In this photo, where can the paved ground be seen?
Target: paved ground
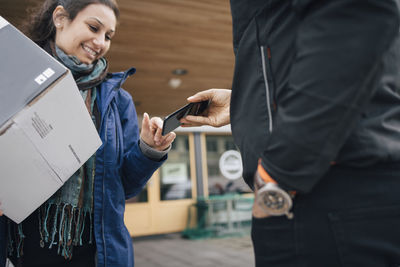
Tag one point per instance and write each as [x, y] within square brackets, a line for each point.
[173, 251]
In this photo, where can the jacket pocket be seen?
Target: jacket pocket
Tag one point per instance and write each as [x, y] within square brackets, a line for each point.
[268, 82]
[368, 236]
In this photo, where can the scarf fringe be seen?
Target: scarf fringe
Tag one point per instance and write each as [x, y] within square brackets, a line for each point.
[64, 219]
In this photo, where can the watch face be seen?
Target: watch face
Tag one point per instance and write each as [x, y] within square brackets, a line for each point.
[274, 200]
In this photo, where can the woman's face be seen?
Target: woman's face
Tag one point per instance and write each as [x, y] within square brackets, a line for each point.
[88, 36]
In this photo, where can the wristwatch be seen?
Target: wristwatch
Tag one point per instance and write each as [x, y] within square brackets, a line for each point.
[270, 197]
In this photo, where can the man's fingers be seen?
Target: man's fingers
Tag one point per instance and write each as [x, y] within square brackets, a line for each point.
[204, 95]
[146, 121]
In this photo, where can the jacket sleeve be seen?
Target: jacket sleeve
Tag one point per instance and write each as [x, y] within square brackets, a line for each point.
[339, 48]
[136, 167]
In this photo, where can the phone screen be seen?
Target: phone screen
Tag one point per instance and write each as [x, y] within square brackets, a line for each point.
[171, 122]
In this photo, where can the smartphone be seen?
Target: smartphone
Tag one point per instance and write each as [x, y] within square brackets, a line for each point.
[171, 122]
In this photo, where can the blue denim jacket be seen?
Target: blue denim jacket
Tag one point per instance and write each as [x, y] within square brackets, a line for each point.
[121, 172]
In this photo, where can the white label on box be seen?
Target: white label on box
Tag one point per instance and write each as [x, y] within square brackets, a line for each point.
[3, 22]
[57, 124]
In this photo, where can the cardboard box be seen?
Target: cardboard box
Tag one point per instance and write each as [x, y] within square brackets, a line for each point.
[46, 132]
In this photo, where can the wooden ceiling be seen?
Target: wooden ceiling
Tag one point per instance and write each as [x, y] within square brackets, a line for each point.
[157, 37]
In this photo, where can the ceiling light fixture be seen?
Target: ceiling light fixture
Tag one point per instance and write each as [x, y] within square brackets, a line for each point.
[179, 71]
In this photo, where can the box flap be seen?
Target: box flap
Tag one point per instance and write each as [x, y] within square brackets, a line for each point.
[26, 179]
[25, 71]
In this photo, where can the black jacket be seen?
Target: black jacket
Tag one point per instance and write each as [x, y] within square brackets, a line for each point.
[315, 82]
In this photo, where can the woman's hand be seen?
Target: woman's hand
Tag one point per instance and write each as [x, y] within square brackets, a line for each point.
[217, 113]
[151, 133]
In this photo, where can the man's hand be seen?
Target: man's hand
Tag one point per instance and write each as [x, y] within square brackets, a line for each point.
[151, 133]
[217, 114]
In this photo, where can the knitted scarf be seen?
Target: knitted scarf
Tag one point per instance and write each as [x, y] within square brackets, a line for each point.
[62, 217]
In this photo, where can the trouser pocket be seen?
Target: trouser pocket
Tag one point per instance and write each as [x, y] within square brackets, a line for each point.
[368, 236]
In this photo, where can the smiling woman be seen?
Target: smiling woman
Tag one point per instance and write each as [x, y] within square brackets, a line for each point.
[82, 224]
[88, 36]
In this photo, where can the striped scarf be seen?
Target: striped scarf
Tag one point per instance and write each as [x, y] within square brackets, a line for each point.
[62, 217]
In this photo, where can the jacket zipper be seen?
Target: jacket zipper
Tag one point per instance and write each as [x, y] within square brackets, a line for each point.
[104, 175]
[267, 91]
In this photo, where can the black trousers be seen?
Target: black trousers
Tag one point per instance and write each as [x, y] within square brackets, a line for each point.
[350, 219]
[35, 256]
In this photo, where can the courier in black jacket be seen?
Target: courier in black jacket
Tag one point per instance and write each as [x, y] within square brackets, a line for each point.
[315, 110]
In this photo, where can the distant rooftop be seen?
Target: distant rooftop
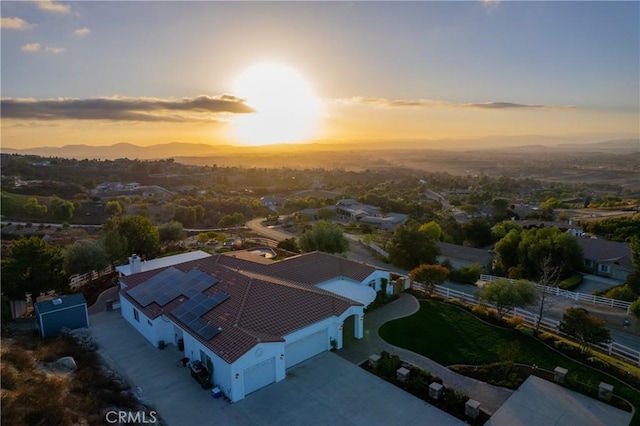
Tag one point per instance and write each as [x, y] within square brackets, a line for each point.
[163, 262]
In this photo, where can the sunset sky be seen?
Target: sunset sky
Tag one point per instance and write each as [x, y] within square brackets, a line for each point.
[99, 73]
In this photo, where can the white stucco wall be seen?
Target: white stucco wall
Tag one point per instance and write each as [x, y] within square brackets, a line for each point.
[145, 326]
[257, 354]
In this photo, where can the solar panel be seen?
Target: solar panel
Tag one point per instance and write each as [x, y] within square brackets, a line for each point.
[187, 317]
[199, 310]
[197, 324]
[208, 332]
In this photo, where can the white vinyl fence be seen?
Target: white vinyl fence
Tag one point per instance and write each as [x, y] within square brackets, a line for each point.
[556, 291]
[79, 280]
[614, 349]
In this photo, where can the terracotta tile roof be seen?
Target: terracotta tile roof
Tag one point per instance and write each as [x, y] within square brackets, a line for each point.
[265, 304]
[317, 267]
[605, 251]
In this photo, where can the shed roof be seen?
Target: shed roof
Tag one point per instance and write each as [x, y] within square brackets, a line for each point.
[62, 302]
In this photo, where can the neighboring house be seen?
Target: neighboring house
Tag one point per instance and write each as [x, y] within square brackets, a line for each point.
[271, 201]
[606, 258]
[349, 209]
[247, 318]
[62, 312]
[462, 256]
[568, 227]
[387, 223]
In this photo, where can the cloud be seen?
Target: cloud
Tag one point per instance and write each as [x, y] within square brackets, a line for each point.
[15, 24]
[82, 31]
[490, 5]
[31, 47]
[500, 105]
[196, 109]
[431, 103]
[50, 6]
[55, 50]
[37, 47]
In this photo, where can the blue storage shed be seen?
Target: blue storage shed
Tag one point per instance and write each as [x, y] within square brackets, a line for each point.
[65, 311]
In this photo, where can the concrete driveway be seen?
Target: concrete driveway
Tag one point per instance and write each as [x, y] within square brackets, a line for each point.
[324, 390]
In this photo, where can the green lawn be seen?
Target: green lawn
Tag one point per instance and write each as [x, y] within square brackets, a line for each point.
[449, 335]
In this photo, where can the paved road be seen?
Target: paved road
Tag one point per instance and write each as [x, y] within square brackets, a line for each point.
[273, 233]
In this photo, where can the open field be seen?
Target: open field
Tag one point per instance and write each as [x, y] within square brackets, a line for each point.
[449, 335]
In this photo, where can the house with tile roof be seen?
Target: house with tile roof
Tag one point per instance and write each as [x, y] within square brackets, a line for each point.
[462, 256]
[248, 321]
[606, 258]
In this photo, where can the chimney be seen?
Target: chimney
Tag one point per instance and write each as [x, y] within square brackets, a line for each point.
[136, 264]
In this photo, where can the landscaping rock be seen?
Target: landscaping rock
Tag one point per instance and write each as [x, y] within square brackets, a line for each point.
[68, 362]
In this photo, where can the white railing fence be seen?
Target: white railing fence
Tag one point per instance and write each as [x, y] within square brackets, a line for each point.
[79, 280]
[614, 349]
[556, 291]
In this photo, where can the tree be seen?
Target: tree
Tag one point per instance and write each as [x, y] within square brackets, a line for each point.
[290, 244]
[585, 328]
[507, 296]
[33, 208]
[432, 230]
[126, 235]
[115, 244]
[524, 250]
[549, 277]
[324, 236]
[409, 247]
[429, 275]
[113, 207]
[477, 232]
[185, 215]
[635, 308]
[30, 265]
[85, 256]
[61, 209]
[172, 231]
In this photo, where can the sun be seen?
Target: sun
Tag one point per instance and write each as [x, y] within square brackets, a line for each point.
[286, 106]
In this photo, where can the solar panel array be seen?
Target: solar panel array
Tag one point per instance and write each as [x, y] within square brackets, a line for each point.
[162, 288]
[191, 311]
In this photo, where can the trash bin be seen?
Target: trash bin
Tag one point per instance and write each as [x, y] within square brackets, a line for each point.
[205, 382]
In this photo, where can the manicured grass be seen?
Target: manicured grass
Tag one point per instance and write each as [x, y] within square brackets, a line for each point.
[449, 335]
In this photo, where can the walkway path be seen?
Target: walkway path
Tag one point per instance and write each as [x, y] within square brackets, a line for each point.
[491, 397]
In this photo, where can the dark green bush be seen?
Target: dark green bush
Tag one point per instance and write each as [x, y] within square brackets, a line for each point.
[572, 282]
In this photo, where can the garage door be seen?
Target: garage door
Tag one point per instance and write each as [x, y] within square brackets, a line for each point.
[306, 347]
[259, 375]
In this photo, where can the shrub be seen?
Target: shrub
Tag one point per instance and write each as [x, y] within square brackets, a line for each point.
[572, 282]
[388, 365]
[515, 321]
[622, 292]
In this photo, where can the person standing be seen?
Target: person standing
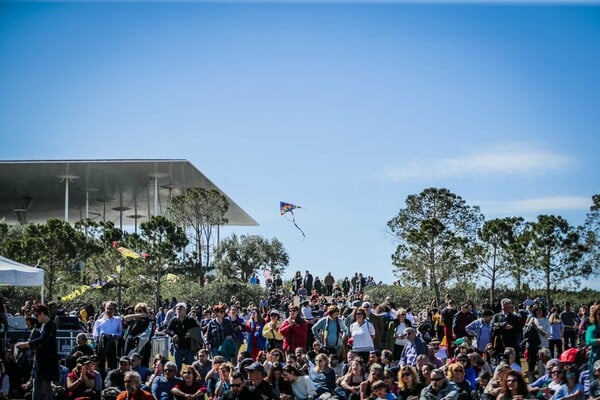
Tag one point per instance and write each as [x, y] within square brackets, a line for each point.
[592, 337]
[331, 331]
[447, 316]
[362, 333]
[308, 281]
[107, 332]
[569, 320]
[179, 330]
[506, 328]
[220, 334]
[294, 330]
[415, 347]
[271, 331]
[377, 322]
[461, 319]
[329, 281]
[541, 324]
[45, 364]
[481, 330]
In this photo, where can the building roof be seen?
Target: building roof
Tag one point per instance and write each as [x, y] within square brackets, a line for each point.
[121, 191]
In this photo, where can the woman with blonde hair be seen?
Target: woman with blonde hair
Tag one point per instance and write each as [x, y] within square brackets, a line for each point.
[556, 332]
[396, 339]
[352, 380]
[138, 333]
[362, 333]
[456, 375]
[514, 387]
[81, 381]
[188, 388]
[322, 375]
[592, 336]
[366, 387]
[409, 384]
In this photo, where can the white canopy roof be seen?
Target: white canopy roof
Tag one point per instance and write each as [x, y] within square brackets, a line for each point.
[13, 273]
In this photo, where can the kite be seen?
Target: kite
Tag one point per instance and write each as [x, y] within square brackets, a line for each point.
[289, 208]
[128, 253]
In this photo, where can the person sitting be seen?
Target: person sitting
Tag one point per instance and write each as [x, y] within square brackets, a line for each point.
[380, 391]
[238, 389]
[80, 382]
[302, 385]
[162, 385]
[571, 389]
[514, 387]
[439, 388]
[322, 375]
[456, 375]
[275, 379]
[409, 385]
[115, 378]
[256, 374]
[189, 388]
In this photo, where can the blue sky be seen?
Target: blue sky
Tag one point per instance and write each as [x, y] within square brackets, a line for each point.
[342, 108]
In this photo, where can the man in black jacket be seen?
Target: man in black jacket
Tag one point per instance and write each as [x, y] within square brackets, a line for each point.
[179, 330]
[45, 365]
[506, 328]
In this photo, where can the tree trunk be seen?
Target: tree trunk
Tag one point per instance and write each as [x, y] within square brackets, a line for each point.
[157, 299]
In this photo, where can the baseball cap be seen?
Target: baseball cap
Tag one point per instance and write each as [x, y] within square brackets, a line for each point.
[255, 367]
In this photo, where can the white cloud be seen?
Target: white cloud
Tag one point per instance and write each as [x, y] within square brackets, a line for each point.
[536, 206]
[505, 162]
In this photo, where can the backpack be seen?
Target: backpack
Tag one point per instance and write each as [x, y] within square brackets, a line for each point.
[569, 356]
[531, 338]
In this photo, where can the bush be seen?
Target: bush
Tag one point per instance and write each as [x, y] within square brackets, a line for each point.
[216, 292]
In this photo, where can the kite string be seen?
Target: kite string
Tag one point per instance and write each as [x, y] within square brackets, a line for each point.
[295, 224]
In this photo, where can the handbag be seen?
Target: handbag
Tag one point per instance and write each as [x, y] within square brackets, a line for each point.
[530, 336]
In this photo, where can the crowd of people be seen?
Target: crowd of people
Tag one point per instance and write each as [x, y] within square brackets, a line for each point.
[325, 341]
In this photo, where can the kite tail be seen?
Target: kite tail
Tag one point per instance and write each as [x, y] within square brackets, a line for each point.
[294, 221]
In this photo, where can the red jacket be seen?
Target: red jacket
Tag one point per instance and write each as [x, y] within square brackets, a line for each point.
[294, 334]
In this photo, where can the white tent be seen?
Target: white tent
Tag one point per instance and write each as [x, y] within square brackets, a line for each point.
[13, 273]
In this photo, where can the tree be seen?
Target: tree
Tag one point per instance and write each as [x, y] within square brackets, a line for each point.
[97, 252]
[200, 211]
[54, 246]
[163, 241]
[434, 232]
[555, 252]
[493, 250]
[590, 233]
[239, 258]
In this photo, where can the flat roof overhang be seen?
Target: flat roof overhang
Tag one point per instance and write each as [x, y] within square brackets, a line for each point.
[121, 191]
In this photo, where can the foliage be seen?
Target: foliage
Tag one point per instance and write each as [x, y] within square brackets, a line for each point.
[494, 249]
[54, 246]
[16, 296]
[420, 298]
[240, 257]
[201, 212]
[215, 292]
[590, 233]
[163, 241]
[434, 232]
[555, 252]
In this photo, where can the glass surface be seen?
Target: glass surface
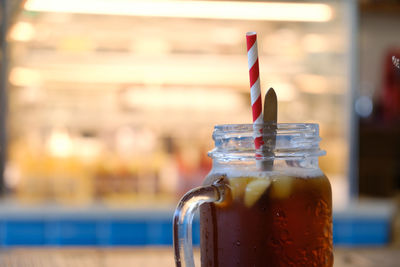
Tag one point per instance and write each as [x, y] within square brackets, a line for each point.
[252, 214]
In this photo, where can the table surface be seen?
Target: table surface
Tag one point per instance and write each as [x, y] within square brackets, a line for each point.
[163, 256]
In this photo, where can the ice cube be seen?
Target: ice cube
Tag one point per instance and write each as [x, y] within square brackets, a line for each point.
[281, 187]
[254, 190]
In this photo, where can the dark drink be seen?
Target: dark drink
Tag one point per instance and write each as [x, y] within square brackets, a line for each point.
[270, 220]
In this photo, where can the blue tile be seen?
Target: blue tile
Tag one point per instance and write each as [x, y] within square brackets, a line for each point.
[128, 233]
[22, 232]
[77, 233]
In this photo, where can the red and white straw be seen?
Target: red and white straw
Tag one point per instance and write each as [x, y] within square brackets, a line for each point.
[255, 91]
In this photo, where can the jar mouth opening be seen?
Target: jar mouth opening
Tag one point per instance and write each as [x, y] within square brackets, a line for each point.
[279, 126]
[281, 141]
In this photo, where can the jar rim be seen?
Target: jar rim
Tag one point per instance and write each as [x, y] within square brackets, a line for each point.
[280, 126]
[282, 141]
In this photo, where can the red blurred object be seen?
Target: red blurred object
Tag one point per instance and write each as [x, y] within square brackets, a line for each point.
[391, 87]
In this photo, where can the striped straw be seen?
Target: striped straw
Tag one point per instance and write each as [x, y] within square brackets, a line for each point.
[255, 91]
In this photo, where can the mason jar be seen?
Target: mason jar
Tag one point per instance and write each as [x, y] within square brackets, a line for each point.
[271, 207]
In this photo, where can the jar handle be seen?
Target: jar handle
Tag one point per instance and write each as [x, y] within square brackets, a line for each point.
[183, 217]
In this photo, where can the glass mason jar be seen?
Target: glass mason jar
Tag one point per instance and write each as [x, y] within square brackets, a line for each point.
[271, 207]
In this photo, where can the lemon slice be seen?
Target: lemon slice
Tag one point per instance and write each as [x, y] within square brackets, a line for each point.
[254, 190]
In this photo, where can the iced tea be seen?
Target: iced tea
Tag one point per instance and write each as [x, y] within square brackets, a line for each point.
[268, 220]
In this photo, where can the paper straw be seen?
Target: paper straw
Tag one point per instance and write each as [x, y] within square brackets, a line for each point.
[255, 91]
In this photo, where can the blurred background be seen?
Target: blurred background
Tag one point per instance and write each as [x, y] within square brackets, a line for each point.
[107, 109]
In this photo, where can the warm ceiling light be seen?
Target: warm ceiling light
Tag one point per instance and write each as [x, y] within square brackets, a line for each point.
[22, 31]
[190, 9]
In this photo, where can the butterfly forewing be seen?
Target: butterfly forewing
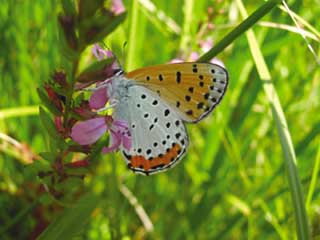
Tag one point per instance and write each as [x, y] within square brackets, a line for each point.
[192, 89]
[159, 137]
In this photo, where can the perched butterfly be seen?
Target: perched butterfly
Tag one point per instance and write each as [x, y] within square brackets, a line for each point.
[156, 101]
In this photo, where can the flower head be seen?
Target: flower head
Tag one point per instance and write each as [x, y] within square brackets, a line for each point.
[89, 131]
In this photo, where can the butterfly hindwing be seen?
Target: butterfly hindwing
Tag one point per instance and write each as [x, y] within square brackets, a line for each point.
[159, 137]
[192, 89]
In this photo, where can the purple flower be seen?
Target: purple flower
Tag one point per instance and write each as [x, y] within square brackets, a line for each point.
[99, 98]
[100, 53]
[89, 131]
[117, 7]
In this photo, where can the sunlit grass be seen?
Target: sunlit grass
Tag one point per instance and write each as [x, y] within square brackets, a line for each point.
[240, 177]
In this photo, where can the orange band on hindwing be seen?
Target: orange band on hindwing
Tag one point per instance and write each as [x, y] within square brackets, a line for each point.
[162, 161]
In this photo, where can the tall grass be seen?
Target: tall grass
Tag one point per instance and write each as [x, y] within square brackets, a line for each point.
[249, 164]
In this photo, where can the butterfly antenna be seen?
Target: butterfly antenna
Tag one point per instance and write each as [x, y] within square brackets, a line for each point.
[124, 52]
[115, 57]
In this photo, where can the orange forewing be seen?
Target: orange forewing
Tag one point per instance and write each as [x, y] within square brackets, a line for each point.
[193, 89]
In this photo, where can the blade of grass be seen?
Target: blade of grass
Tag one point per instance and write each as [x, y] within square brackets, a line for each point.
[72, 220]
[244, 26]
[132, 35]
[19, 112]
[283, 131]
[313, 179]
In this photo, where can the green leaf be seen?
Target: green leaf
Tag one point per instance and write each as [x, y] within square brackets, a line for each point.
[239, 30]
[72, 220]
[283, 132]
[48, 103]
[49, 125]
[68, 7]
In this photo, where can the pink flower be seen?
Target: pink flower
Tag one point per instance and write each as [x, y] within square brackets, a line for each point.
[100, 53]
[98, 98]
[89, 131]
[117, 7]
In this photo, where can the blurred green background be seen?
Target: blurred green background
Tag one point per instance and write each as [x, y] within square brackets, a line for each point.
[233, 182]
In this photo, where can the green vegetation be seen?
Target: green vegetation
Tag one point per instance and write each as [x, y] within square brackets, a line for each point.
[252, 170]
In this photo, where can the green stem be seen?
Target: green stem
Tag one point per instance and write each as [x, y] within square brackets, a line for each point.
[242, 27]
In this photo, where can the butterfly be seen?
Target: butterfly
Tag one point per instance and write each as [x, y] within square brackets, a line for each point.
[157, 101]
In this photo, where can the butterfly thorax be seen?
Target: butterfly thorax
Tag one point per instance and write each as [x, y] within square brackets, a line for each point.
[119, 88]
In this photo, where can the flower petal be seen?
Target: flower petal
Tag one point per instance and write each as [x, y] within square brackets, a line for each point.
[89, 131]
[98, 98]
[117, 7]
[115, 141]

________

*Given problem*. Copy only this span: the line that contains "In this photo, where can the pink", the last line, and every line between them.

*The response*.
In this photo, where can the pink flower be seen?
Target: pink flower
Tag one point per instance and write each as [x, y] within square brackets, a line for each point.
[100, 53]
[98, 98]
[89, 131]
[117, 7]
In this photo, where can the blurred green background be seen?
Target: blurred green background
Tag one point per instance and write each as [x, y] within square brackets, a line for each point.
[233, 182]
In this photo, where can the green vegetation be seen?
Target: green vegetation
Tag one point per instance and write each as [x, y] within square brackets, a line for each point.
[252, 170]
In this photo, where can the green stem be seen?
Target: green stem
Tag one point per instance and write each as [x, y] within square brackets, a line for each point.
[242, 27]
In this photo, where can the butterfly be seen?
Target: butterfly
Tag one point per instance and write each as [x, y] within square brackets, a line for each point.
[157, 101]
In this photo, where can the butterfly thorax be seen?
Target: butterfly thorax
Tag one point per instance and write each as [x, y] within square brackets, a line for each point.
[119, 88]
In this photo, where can the flower petal be seen?
Target: flower petal
Tag one point per instance and write each as [x, y] within square brackets, a line for each point.
[89, 131]
[98, 98]
[117, 7]
[115, 141]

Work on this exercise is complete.